**Exercise objective**
Please return the following items line for line without altering a single character.

───── Dataset extract ─────

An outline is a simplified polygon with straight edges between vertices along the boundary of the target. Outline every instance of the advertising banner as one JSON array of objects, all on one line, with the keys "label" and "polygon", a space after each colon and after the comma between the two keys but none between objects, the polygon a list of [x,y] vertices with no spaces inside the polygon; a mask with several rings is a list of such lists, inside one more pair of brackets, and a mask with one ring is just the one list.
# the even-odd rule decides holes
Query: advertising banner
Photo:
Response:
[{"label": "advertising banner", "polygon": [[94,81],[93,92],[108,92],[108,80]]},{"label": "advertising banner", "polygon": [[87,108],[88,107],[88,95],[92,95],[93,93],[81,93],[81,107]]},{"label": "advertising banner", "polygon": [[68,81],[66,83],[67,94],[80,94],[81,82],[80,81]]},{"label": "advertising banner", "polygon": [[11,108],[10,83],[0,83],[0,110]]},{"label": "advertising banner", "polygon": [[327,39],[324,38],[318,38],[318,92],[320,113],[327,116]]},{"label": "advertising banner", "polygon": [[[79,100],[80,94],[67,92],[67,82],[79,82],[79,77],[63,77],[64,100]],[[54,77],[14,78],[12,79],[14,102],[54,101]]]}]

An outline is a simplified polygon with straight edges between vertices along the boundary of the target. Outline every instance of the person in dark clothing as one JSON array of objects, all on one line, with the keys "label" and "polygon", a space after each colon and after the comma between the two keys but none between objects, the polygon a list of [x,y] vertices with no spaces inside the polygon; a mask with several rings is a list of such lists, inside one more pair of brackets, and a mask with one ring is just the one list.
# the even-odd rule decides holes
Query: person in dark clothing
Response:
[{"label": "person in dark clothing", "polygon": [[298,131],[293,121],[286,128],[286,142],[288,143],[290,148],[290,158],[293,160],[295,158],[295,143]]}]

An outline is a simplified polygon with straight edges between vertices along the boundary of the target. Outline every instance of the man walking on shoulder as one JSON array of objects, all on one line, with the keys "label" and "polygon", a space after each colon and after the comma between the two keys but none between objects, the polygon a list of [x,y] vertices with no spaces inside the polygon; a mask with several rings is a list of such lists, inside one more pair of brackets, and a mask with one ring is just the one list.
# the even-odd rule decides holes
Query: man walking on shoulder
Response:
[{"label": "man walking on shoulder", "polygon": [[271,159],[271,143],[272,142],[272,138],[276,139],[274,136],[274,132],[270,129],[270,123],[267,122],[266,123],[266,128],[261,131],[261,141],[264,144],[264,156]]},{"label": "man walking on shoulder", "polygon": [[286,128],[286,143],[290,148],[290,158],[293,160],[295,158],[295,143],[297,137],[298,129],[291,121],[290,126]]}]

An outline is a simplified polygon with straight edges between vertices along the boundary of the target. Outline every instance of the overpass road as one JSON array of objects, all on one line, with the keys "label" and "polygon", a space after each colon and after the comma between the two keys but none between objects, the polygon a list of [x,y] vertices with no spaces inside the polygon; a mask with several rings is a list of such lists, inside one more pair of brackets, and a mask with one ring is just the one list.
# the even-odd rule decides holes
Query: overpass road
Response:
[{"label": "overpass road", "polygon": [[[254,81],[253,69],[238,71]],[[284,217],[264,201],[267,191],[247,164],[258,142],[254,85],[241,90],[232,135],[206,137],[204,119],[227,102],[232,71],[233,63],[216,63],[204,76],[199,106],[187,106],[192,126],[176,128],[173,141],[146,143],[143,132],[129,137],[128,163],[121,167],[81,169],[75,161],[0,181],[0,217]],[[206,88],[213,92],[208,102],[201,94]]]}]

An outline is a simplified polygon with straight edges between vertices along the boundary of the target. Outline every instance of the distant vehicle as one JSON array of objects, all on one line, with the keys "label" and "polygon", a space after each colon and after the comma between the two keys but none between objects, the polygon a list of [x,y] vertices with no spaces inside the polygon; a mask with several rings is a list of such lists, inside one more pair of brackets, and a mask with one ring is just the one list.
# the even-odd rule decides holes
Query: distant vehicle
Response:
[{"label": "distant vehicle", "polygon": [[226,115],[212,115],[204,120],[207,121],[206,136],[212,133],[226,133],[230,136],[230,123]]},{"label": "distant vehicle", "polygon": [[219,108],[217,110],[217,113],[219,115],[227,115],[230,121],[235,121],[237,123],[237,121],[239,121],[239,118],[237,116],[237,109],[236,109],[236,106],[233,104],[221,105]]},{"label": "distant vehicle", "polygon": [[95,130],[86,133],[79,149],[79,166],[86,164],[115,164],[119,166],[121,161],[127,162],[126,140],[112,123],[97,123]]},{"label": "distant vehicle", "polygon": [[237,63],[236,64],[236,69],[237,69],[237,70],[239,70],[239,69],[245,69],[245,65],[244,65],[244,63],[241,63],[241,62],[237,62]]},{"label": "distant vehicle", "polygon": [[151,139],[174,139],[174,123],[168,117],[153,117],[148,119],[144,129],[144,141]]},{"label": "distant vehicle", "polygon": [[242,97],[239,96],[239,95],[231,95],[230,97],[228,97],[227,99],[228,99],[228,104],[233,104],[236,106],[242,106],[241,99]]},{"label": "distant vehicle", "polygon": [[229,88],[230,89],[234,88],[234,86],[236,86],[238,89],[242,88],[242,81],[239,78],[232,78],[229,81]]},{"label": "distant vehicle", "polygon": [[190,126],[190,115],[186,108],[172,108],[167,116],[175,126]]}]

─────

**Problem solution**
An outline is a simplified polygon with straight edges between vertices along the boundary of the target. Outline every instance of the advertising banner as one JSON array of objects, all on one line, with the keys "label" and "polygon", a space after each colon and after the comma between the two keys but none between objects, the polygon a list of [x,y] vertices with no spaces inside the polygon; a mask with several rings is a list of such lists, inside one more pair of brackets, and a mask with one ring is just the one list.
# the even-odd rule decides holes
Query: advertising banner
Photo:
Response:
[{"label": "advertising banner", "polygon": [[94,81],[93,92],[108,92],[108,80]]},{"label": "advertising banner", "polygon": [[87,108],[88,107],[88,95],[92,95],[93,93],[81,93],[81,107]]},{"label": "advertising banner", "polygon": [[68,81],[66,83],[67,94],[80,94],[81,82],[80,81]]},{"label": "advertising banner", "polygon": [[11,108],[10,83],[0,83],[0,110]]},{"label": "advertising banner", "polygon": [[327,39],[324,38],[318,38],[318,92],[320,113],[327,116]]},{"label": "advertising banner", "polygon": [[[79,100],[80,94],[67,92],[67,82],[79,82],[79,77],[63,77],[64,100]],[[54,77],[14,78],[12,79],[14,102],[54,101]]]}]

An outline is a simplified polygon with straight edges between vertices along the boundary of the target. Outline every instance of the person in dark clothing as one JSON array of objects, all on one line, with the keys "label" and "polygon", a space after each colon and after the comma between the two keys but none between objects, the polygon a list of [x,y] vertices with no spaces inside the polygon; a mask with several rings is a list of such lists, inside one more pair of brackets, and a mask with one ring is just the one list.
# the even-odd rule decides holes
Query: person in dark clothing
Response:
[{"label": "person in dark clothing", "polygon": [[298,131],[293,121],[286,128],[286,142],[288,143],[290,148],[290,158],[293,160],[295,158],[295,143]]}]

An outline is a simplified polygon with straight edges between vertices along the boundary of the target. Outline every instance of the man walking on shoulder as one JSON array of objects, all on one line, with the keys "label" and "polygon", a space after each colon and after the comma between the two keys but none between objects, the polygon a list of [x,y] vertices with no spaces inside the polygon; a mask with several rings is a list of such lists, inside one more pair of brackets, and a mask with one ring is just the one list.
# the even-odd rule decides holes
Query: man walking on shoulder
Response:
[{"label": "man walking on shoulder", "polygon": [[271,159],[271,143],[272,142],[272,138],[276,139],[274,136],[274,132],[270,129],[270,123],[267,122],[266,123],[266,128],[261,131],[261,141],[264,144],[264,156]]},{"label": "man walking on shoulder", "polygon": [[286,128],[286,143],[290,148],[290,158],[293,160],[295,158],[295,143],[297,137],[298,129],[291,121],[290,126]]}]

An outline is a simplified polygon with straight edges between vertices along the boundary of the target. Outline every instance of the overpass road as one JSON array of objects, all on one line, with the keys "label" and "polygon", a space after each colon and after the comma between the two keys but none between objects, the polygon a list of [x,y] vertices with no spaces inside the polygon; a mask with several rings is a list of such lists, inside one more pair of brackets, and a mask with one ring is just the one list.
# the even-odd rule decides holes
Query: overpass road
Response:
[{"label": "overpass road", "polygon": [[[254,81],[253,69],[238,71]],[[284,217],[264,201],[267,191],[247,164],[258,142],[254,85],[241,90],[232,135],[206,137],[204,119],[227,102],[232,71],[233,63],[216,63],[204,76],[199,106],[187,106],[192,126],[176,128],[173,141],[146,143],[143,132],[129,137],[128,163],[121,167],[81,169],[75,161],[0,181],[0,217]],[[206,88],[213,92],[208,102],[201,94]]]}]

An outline is a simplified polygon with straight edges between vertices along the boundary of the target. Outline every instance of the distant vehicle as one JSON array of objects, all on one line, with the keys "label" and "polygon", a space after each colon and after the comma between the two keys but none between objects, the polygon a list of [x,y] vertices with no spaces inside the polygon; a mask with several rings is a list of such lists, inside one more pair of brackets, and a mask with one ring is just the one list.
# the even-odd rule decides holes
Query: distant vehicle
Response:
[{"label": "distant vehicle", "polygon": [[226,115],[212,115],[204,120],[207,121],[206,136],[212,133],[226,133],[230,136],[230,123]]},{"label": "distant vehicle", "polygon": [[219,108],[217,110],[217,113],[219,115],[227,115],[230,121],[235,121],[237,123],[237,121],[239,121],[239,118],[237,116],[237,109],[236,109],[236,106],[233,104],[221,105]]},{"label": "distant vehicle", "polygon": [[95,130],[86,133],[79,149],[79,166],[86,164],[115,164],[119,166],[121,161],[127,162],[126,140],[112,123],[97,123]]},{"label": "distant vehicle", "polygon": [[237,63],[236,64],[236,69],[237,69],[237,70],[239,70],[239,69],[245,69],[245,65],[244,65],[244,63],[241,63],[241,62],[237,62]]},{"label": "distant vehicle", "polygon": [[151,139],[174,139],[174,123],[168,117],[153,117],[148,119],[144,129],[144,141]]},{"label": "distant vehicle", "polygon": [[242,97],[239,96],[239,95],[231,95],[230,97],[228,97],[227,99],[228,99],[228,104],[233,104],[236,106],[242,106],[241,99]]},{"label": "distant vehicle", "polygon": [[229,88],[230,89],[234,88],[234,86],[236,86],[238,89],[242,88],[242,81],[239,78],[232,78],[229,81]]},{"label": "distant vehicle", "polygon": [[190,126],[190,115],[186,108],[172,108],[167,116],[175,126]]}]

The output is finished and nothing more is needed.